### WORK REQUIRED
Rewrite the lines from the line with "Outline woman's long" to the line with "xmin=0 ymin=0 xmax=126 ymax=132", changing "brown" to "dark" and keeping everything else the same.

### DATA
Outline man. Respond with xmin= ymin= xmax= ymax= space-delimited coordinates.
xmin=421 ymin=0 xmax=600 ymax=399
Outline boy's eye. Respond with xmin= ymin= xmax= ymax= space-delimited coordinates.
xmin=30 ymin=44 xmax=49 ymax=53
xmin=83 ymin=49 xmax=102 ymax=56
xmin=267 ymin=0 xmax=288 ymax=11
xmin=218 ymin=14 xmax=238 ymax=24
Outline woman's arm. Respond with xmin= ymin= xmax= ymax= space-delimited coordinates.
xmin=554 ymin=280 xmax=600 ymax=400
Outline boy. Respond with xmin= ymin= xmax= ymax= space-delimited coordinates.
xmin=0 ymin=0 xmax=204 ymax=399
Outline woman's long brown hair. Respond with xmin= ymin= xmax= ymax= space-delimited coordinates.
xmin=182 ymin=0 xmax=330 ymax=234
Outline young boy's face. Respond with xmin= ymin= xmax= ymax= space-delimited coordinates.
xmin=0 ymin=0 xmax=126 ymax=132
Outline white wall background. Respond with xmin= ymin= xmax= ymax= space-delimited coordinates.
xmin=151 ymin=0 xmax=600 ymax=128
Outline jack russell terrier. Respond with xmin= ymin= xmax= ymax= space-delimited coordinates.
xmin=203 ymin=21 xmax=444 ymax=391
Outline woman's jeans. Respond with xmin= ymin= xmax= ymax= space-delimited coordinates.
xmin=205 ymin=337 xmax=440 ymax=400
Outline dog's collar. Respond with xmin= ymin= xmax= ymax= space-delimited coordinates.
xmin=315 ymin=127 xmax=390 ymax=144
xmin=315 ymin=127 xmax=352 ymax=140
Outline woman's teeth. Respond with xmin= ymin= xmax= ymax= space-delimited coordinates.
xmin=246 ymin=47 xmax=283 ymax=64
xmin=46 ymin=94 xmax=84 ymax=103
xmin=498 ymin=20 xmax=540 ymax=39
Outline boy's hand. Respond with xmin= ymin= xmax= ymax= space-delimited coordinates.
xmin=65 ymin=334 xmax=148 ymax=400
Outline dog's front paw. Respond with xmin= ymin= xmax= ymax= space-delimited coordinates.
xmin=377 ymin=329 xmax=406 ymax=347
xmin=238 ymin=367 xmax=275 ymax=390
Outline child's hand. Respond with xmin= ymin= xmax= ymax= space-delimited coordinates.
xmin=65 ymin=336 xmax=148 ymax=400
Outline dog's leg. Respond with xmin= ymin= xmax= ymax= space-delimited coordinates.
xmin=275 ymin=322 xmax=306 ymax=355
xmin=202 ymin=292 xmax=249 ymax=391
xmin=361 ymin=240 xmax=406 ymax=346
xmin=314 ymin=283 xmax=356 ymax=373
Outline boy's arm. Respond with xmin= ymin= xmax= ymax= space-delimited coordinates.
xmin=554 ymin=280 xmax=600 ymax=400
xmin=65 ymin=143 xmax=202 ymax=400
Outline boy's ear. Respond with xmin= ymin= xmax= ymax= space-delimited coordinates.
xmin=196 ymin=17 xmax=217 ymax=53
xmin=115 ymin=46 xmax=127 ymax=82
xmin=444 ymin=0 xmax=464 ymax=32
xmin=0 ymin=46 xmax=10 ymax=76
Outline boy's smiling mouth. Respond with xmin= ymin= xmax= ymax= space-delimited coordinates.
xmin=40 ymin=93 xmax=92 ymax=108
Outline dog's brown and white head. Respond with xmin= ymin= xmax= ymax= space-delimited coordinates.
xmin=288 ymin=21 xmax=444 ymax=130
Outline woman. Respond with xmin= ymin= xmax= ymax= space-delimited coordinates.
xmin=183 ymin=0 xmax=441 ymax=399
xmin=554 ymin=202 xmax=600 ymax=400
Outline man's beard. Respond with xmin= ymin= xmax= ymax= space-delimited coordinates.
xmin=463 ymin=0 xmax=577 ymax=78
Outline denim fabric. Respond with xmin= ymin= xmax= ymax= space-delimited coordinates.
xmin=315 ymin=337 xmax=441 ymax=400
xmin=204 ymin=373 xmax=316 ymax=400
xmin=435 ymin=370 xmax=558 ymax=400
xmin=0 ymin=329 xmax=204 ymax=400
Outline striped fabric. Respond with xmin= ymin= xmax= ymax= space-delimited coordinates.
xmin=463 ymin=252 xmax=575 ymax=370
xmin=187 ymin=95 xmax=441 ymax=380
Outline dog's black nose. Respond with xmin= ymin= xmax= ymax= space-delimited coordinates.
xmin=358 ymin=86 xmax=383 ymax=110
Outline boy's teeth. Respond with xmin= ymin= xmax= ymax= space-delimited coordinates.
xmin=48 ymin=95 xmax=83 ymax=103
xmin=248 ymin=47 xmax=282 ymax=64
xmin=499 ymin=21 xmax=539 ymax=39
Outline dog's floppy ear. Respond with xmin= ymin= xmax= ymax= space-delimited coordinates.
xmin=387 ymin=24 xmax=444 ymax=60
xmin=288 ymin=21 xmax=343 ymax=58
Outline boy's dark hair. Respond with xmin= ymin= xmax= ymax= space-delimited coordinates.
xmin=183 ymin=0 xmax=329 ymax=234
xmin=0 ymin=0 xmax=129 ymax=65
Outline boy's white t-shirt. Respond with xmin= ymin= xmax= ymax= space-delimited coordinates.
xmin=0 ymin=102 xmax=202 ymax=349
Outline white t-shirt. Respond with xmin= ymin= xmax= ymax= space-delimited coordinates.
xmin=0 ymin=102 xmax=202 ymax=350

### CORRECT RESPONSE
Outline woman's long dark hair. Respond with xmin= ymin= xmax= ymax= space-delimited coordinates.
xmin=182 ymin=0 xmax=330 ymax=234
Outline young boy's face. Respond with xmin= ymin= xmax= ymax= space-delimited coordinates.
xmin=0 ymin=0 xmax=126 ymax=132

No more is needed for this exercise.